* _SELECTED TEXT_:
* * *

This particular article in the Spectator (which we still haven’t managed to restore to the sidebar) best reflects my own view of the current situation, which is that no-one can yet tell whether Lockdown is the most or the least effective strategy for dealing with the pandemic. The best or the worst. The wisest or the stupidest. I’ve said this before and I’ll say it again - the jury’s still out.
We cannot yet know whether the economic fallout from Lockdown will turn out to be a bigger calamity than the imminent prospect of a few million more premature deaths from Covid, and no amount of logic and reasoning can provide a definitive answer till the fat lady sings; and not even then. In the absence of a reliable, robust, retrospective tally, our polarised attitudes and prescriptions can only be ’visceral’, instinctive and speculative, and I daresay, dependent, at least in part, upon whether we’ve got vulnerable and very precious loved-ones to worry about.
It seems to me that in a no-win scenario like this, any strategy is risky; but since we voted for the present government, and Lockdown is the strategy they’re betting the farm on, it’s wiser to cooperate than to dissent, because the chosen strategy is heavily dependent on our cooperation.
If Brendan O’Neill thinks it’s the wrong strategy and Peter Hitchens says dissent is our moral duty, it’s not so much that I disagree with their arguments - they may well be right - but at the moment it’s extremely premature to be certain of anything, and in my opinion, it’s unwise to insist you can be.

* * *

* _GIVEN DATA_:
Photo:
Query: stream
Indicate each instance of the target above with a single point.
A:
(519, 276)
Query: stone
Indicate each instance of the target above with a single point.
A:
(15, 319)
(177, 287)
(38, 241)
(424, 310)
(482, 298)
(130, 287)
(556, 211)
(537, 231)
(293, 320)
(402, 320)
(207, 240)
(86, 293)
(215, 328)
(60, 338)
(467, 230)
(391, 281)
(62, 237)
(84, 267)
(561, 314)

* * *

* _TASK INSTRUCTIONS_:
1 > According to the lockdown commentary, what does Peter Hitchens say dissent is?
2 > Write the next paragraph of the lockdown commentary, continuing after its final sentence.
The items are separate material and are not part of the lockdown commentary.

* _EXERCISE ANSWERS_:
1 > Our moral duty.

2 >
No outcome I can think of is likely to give us a definitive answer anytimesoon. Perhaps if the pandemic rapidly dies out and the economy bounces back double-tout-suite, we can pretend we knew it all along. Not very likely though, is it? Even with the benefit of hindsight, we’ll probably still be left with a bunch of ‘what ifs’ that we can argue over forever and a day.
I just think this piece by Professor Michael Baum details the uncertainties that make me quite sure that we can’t be sure. There’s even a reference to TV journalists in there, so no-one can accuse me of going completely off-topic.
“We now have a rich and varied amount of data on coronavirus that is global and increasing by the day. As you would expect, in the face of uncertainty, opinions in the scientific community are diverse. Now is not the time for point-scoring and facile comparisons, but for global collaboration.
Ultimately this lockdown period will come to an end, we will develop herd immunity, produce antibody tests that work and vaccines to protect the vulnerable. We will win against this virus and our children will ask, ‘What did you do in the great corona war of 2020?’.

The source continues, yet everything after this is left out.